---------- DOCUMENT EXCERPT ----------

One has to wonder what is so special about the Libyan armed rebels that they would be granted support in the form of UN resolutions and NATO-enforced no-fly zones almost immediately after they took up arms against President Moammar Gadhafi, while unarmed protestors are gunned down by security forces in Bahrain, Yemen and Syria with virtual impunity from foreign pressure.
The blanket rationale for Canadian and allied pilots to bomb targets in Libya is that we are doing so to "protect civilians."
That argument for violent intervention in Libya was first floated by U.S. President Barack Obama and was subsequently championed to absurdity by war-mongering Canadian pundits.
The most ridiculous notion floated came from the Canadian Defence and Foreign Affairs Institute, which asserted that our fighter planes are protecting the "civilians who comprise the bulk of the rebel forces."
The most honest brokers on this whole muddled equation have been the Libyan rebels. While no clear leader of this rabble has emerged and no one has yet put forward any sort of rebel manifesto, those heavily armed fighters are not pretending to fight under any pro-democracy banner.
As for the composition of this rag-tag rebel army, there are growing reports that their ranks are salted with Islamic fundamentalists, hardened criminals and even human traffickers.
As there has been little proof provided to date that Gadhafi's forces have perpetrated any of the widespread massacres that have been allegedly committed, those who support the international intervention have settled on the round number of 20,000 as the estimated total number of Libyan civilians Gadhafi would have killed had we not started bombing in support of the rebels.
Using this totally arbitrary number of potential casualties, the pro-bombing lobby then recite in unison, "We can't just sit back and let another Rwanda happen!"
Of course, anyone familiar with the circumstances preceding the 1994 genocide in that central African nation will realize the stupidity of that argument. In the days leading up to the Hutu tribe engaging in the ruthless slaughter of their Tutsi neighbours, Canadian general and UN commander Romeo Dallaire had requested that his peacekeeping forces be allowed to conduct pre-emptive weapon seizures.
Dallaire had also requested that additional international military ground troops be deployed to provide a serious deterrent to the potential tribal violence.
Once the actual killing began, there was no request issued to impose a no-fly zone over Rwanda and no time wasted in establishing an arms embargo. The weapons, which included machetes and stones, were abundant and the notion of bombing the Rwandan jungle to "protect civilians" made no more sense than the current campaign to bomb the Libyan desert in pursuit of that same goal.
In other words, until there is a serious international commitment to deploy a large number of troops to enforce a ceasefire and disarm the Libyan combatants, all discussion of "protecting civilians" is utterly baseless.
In the limited campaign to date, NATO aircraft have already produced what is clinically referred to as victims of "collateral damage."
In one incident alone, some 13 rebel fighters were killed by an errant bomb. If we were officially allied with the rebels, this would be have been deemed a "friendly fire" tragedy but since we are flying combat missions to "protect civilians" and the Libyan rebels are "civilians" with weapons, these deaths were listed as collateral damage.
Shortly after NATO blasted the rebels by mistake, these same rebels denounced the international air campaign. Ironically, it was not the fact that their own fighters had been victims that upset the rebels but rather the fact that NATO planes are not doing enough to help them win their war against Gadhafi.
So it would seem that this collection of brigands, thieves and cutthroats who have declared themselves rebels are more honest about their intentions than our own western leaders who would have you believe we are dropping bombs in the name of humanitarianism.
Scott Taylor is an author and the editor of Esprit de Corps magazine.

---------- DATA TO EXAMINE ----------

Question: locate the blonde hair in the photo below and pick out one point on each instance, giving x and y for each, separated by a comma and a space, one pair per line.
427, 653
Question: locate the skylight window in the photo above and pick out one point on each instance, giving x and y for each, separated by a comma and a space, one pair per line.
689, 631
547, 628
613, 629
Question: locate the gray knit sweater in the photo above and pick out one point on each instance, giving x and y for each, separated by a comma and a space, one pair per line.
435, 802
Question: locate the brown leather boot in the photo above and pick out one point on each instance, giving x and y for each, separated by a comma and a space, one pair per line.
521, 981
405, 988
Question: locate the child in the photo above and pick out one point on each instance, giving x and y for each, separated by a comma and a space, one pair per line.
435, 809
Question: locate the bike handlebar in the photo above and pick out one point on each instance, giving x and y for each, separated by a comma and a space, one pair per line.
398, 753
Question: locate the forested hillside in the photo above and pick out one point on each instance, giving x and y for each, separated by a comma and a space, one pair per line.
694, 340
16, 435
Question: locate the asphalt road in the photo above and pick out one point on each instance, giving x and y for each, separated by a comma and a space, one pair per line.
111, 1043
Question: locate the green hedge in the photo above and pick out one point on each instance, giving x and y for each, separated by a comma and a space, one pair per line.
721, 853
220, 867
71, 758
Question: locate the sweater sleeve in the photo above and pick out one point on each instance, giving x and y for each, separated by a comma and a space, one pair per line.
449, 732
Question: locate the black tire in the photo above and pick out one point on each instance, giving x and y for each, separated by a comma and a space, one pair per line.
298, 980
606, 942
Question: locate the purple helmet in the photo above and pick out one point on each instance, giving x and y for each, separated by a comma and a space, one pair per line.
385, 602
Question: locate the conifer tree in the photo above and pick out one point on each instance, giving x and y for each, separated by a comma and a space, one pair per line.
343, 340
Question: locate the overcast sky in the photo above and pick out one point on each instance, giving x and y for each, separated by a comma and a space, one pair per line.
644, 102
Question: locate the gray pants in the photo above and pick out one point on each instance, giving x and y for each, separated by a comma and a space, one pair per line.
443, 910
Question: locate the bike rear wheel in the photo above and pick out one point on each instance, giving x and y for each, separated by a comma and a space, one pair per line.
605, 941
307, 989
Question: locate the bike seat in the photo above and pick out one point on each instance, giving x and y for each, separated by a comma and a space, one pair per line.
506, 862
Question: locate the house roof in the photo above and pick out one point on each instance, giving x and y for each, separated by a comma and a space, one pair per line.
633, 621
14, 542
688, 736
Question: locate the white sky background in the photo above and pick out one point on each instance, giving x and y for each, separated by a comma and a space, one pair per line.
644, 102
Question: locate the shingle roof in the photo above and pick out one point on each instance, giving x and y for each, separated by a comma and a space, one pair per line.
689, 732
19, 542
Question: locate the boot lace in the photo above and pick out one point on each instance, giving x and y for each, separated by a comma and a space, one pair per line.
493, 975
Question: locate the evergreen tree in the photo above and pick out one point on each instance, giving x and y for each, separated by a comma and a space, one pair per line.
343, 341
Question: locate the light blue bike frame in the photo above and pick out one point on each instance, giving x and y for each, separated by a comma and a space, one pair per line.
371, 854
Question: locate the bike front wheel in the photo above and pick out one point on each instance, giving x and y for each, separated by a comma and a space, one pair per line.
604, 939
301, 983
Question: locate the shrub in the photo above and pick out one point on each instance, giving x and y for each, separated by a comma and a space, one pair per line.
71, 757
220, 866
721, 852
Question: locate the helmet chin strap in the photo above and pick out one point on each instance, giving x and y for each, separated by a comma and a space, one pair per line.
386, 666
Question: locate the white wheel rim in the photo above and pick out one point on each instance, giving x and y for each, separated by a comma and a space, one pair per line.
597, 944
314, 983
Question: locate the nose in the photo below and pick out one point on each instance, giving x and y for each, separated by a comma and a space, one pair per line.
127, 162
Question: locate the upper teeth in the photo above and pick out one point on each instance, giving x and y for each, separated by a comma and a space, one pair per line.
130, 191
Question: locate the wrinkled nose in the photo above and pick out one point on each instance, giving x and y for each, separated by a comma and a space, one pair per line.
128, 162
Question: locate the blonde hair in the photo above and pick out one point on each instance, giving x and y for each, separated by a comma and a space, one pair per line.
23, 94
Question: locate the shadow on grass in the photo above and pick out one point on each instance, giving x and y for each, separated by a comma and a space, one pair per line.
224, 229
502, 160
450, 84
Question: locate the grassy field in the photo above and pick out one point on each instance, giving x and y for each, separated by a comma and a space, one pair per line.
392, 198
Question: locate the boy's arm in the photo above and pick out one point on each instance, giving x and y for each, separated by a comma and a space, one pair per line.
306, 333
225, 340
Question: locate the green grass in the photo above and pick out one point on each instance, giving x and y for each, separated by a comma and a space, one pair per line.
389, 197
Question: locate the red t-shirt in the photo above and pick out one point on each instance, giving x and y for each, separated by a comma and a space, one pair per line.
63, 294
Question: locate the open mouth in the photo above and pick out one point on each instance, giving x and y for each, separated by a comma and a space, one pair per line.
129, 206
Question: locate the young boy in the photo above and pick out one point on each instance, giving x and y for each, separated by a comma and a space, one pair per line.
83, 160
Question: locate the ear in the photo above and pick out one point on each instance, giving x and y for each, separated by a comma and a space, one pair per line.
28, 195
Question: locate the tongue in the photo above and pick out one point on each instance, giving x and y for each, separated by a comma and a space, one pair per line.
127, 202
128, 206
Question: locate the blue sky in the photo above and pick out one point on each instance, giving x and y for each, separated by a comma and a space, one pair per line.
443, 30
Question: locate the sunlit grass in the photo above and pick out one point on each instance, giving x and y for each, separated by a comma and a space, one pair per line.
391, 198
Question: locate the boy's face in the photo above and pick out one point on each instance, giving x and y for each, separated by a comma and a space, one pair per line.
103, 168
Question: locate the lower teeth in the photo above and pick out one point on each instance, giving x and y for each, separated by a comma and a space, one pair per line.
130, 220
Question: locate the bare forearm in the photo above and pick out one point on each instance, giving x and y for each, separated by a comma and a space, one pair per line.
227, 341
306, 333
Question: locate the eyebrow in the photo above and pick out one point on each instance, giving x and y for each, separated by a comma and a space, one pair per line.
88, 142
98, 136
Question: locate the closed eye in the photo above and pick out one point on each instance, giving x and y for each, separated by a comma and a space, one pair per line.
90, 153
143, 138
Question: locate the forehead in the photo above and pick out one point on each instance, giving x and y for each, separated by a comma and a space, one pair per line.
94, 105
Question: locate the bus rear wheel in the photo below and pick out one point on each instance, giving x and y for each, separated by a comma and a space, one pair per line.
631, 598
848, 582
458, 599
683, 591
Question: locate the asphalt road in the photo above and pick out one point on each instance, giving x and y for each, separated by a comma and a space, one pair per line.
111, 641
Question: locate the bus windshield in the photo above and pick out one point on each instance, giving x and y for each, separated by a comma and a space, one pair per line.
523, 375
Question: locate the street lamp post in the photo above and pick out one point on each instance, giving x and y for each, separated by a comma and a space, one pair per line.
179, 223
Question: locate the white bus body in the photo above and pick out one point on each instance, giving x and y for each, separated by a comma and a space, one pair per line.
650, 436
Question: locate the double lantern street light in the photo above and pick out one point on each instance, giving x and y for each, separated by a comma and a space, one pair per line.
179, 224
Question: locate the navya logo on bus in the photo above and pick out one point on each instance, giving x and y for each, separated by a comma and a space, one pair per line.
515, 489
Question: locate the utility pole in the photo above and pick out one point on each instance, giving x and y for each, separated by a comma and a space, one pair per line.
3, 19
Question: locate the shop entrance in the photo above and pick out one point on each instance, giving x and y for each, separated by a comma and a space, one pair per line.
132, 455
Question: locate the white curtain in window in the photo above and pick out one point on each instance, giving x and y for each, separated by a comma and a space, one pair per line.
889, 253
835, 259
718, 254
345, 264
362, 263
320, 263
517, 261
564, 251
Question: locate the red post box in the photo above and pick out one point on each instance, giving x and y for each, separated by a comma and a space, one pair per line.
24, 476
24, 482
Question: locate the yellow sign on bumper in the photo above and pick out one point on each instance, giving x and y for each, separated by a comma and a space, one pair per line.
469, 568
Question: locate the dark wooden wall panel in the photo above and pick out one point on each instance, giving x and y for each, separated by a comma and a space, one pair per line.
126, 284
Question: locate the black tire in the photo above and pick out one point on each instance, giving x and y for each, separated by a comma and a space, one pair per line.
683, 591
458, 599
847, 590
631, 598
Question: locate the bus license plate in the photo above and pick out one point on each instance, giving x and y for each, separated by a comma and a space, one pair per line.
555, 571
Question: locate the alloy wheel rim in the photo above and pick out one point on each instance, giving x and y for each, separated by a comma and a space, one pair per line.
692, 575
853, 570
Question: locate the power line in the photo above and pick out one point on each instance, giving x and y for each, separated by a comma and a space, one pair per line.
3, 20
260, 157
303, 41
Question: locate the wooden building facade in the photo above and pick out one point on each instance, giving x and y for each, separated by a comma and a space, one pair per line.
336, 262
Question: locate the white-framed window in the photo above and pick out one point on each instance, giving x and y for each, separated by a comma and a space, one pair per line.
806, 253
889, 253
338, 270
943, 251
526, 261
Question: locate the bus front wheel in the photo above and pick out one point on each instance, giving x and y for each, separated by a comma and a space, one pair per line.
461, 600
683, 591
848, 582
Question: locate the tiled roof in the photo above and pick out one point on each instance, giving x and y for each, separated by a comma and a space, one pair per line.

----------

STUDY QUESTIONS
• a. Name the countries where, according to the Libya commentary, unarmed protestors are gunned down by security forces with virtual impunity from foreign pressure.
• b. Transcribe the portion of the Libya commentary that begins at the words "Shortly after NATO" and stops after the words "name of humanitarianism.".

ANSWERS FOR THE EXERCISE
• a. Bahrain, Yemen, Syria

• b.
Shortly after NATO blasted the rebels by mistake, these same rebels denounced the international air campaign. Ironically, it was not the fact that their own fighters had been victims that upset the rebels but rather the fact that NATO planes are not doing enough to help them win their war against Gadhafi.
So it would seem that this collection of brigands, thieves and cutthroats who have declared themselves rebels are more honest about their intentions than our own western leaders who would have you believe we are dropping bombs in the name of humanitarianism.